→ DOCUMENT SECTION

⁂

Monks Eleigh is a village and a civil parish in Babergh, Suffolk, United Kingdom, situated on the tributary to the River Brett in a rural area. The parish contains the hamlets of Swingleton Green and Stackyard Green.

==Notable buildings==

The Anglican parish church of St. Peter's is on the site of a Saxon church and has a 15th-century tower which can be seen from the surrounding countryside. A Grade I listed building, it is surrounded by a graveyard and to the east of the church is a nature reserve. Above the chancel arch there is a large set of the royal arms of Queen Anne, comparable with those at St Mary's Church, Mildenhall.

Monks Eleigh Congregational Chapel, on Brent Eleigh Road, was founded in 1820. It is now a United Reformed Church church. Church books, including the history of the church, minutes, collection accounts, registers and membership roll, for the period 1824 to 1924, are held by the National Archives.

⁂

→ ENTRIES SHOWN
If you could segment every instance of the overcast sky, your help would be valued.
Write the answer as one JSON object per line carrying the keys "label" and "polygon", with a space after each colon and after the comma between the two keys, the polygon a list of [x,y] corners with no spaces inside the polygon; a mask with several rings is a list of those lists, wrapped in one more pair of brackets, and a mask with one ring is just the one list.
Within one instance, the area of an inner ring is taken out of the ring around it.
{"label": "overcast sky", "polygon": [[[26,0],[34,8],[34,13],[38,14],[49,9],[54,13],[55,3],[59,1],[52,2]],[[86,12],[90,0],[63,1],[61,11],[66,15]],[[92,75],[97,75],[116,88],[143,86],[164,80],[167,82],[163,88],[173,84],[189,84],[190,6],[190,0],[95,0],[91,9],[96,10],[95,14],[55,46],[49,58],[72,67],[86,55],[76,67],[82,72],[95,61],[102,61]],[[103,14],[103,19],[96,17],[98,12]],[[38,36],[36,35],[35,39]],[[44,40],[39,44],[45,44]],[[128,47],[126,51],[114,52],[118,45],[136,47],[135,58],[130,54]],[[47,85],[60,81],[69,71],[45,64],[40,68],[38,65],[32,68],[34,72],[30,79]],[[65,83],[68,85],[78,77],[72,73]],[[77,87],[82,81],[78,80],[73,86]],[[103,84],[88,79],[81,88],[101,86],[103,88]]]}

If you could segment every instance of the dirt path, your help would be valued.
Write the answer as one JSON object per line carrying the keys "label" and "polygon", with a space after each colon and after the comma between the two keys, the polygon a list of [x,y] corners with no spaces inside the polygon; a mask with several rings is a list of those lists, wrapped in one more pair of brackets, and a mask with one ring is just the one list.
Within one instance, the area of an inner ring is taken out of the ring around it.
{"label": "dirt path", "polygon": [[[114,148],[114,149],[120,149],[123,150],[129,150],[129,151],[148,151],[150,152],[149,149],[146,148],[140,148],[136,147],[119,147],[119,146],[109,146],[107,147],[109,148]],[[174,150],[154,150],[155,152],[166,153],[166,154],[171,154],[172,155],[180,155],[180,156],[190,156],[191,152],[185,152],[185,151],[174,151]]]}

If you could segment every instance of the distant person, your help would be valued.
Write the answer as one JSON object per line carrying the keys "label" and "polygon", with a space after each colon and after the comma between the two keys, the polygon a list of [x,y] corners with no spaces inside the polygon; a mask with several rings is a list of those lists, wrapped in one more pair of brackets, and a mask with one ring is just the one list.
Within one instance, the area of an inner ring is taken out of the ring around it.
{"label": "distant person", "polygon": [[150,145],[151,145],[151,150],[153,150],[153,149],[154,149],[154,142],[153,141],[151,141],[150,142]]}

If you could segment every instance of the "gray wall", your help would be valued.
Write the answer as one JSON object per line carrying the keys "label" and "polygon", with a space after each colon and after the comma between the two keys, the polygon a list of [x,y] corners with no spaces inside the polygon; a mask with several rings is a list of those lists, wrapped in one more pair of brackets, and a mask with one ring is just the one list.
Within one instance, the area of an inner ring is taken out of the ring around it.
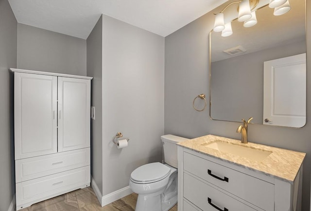
{"label": "gray wall", "polygon": [[[311,39],[311,2],[307,1],[307,40]],[[208,134],[237,139],[240,123],[211,120],[209,106],[203,112],[192,107],[198,94],[208,96],[208,33],[213,27],[214,10],[165,37],[165,133],[187,138]],[[311,52],[307,42],[307,52]],[[311,90],[311,54],[307,53],[307,90]],[[307,124],[293,129],[249,125],[251,142],[307,153],[304,163],[303,209],[309,210],[311,169],[311,91],[307,91]],[[242,118],[243,117],[241,117]],[[245,117],[246,118],[246,117]]]}
{"label": "gray wall", "polygon": [[263,62],[304,53],[305,40],[212,62],[212,118],[262,124]]}
{"label": "gray wall", "polygon": [[[160,161],[164,38],[107,16],[103,36],[103,194],[128,186],[138,166]],[[130,140],[118,149],[117,132]]]}
{"label": "gray wall", "polygon": [[7,211],[15,192],[13,76],[17,64],[17,22],[7,0],[0,0],[0,211]]}
{"label": "gray wall", "polygon": [[91,105],[95,106],[95,119],[91,120],[91,174],[103,194],[102,151],[102,39],[103,17],[86,39],[87,76],[93,77],[91,81]]}
{"label": "gray wall", "polygon": [[85,39],[17,24],[17,68],[86,75]]}

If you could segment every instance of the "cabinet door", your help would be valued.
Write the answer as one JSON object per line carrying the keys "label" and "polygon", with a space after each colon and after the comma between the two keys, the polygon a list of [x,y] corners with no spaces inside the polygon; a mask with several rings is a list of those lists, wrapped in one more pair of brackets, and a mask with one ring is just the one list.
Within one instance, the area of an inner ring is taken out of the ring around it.
{"label": "cabinet door", "polygon": [[58,152],[90,146],[90,81],[58,77]]}
{"label": "cabinet door", "polygon": [[14,73],[15,159],[57,152],[56,76]]}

⁂

→ LIST OF TASKS
1. Condense the paragraph of the Monks Eleigh text that begins "The Anglican parish church of St. Peter's" into a short bulleted list, keeping its main facts.
2. Continue the Monks Eleigh text from its last sentence.

→ SET OF ANSWERS
1.
- St. Peter's, the Anglican parish church, stands on the site of a Saxon church.
- Its 15th-century tower is visible from the surrounding countryside.
- It is a Grade I listed building, surrounded by a graveyard, with a nature reserve to its east.
- Above the chancel arch hangs a large set of Queen Anne's royal arms, comparable with those at St Mary's Church, Mildenhall.

2.
The Fenn is a Grade II* listed Georgian house at Swingleton Green.

Some houses on the village green on Church Hill date back to the 16th century, as does the Swan Inn. Modern buildings include the village hall on Church Green. There is also a community shop and post office next to the Swan Inn on the main Brent Eleigh Road.

==Swingleton Green and Stackyard Green ==
Swingleton Green and Stackyard Green are hamlets in the parish of Monks Eleigh.

Swingleton Green is located on a minor road called Back Lane. Nearby settlements include the villages of Monks Eleigh, Brent Eleigh, Chelsworth and Milden. The A1141 road and the B1115 road run nearby.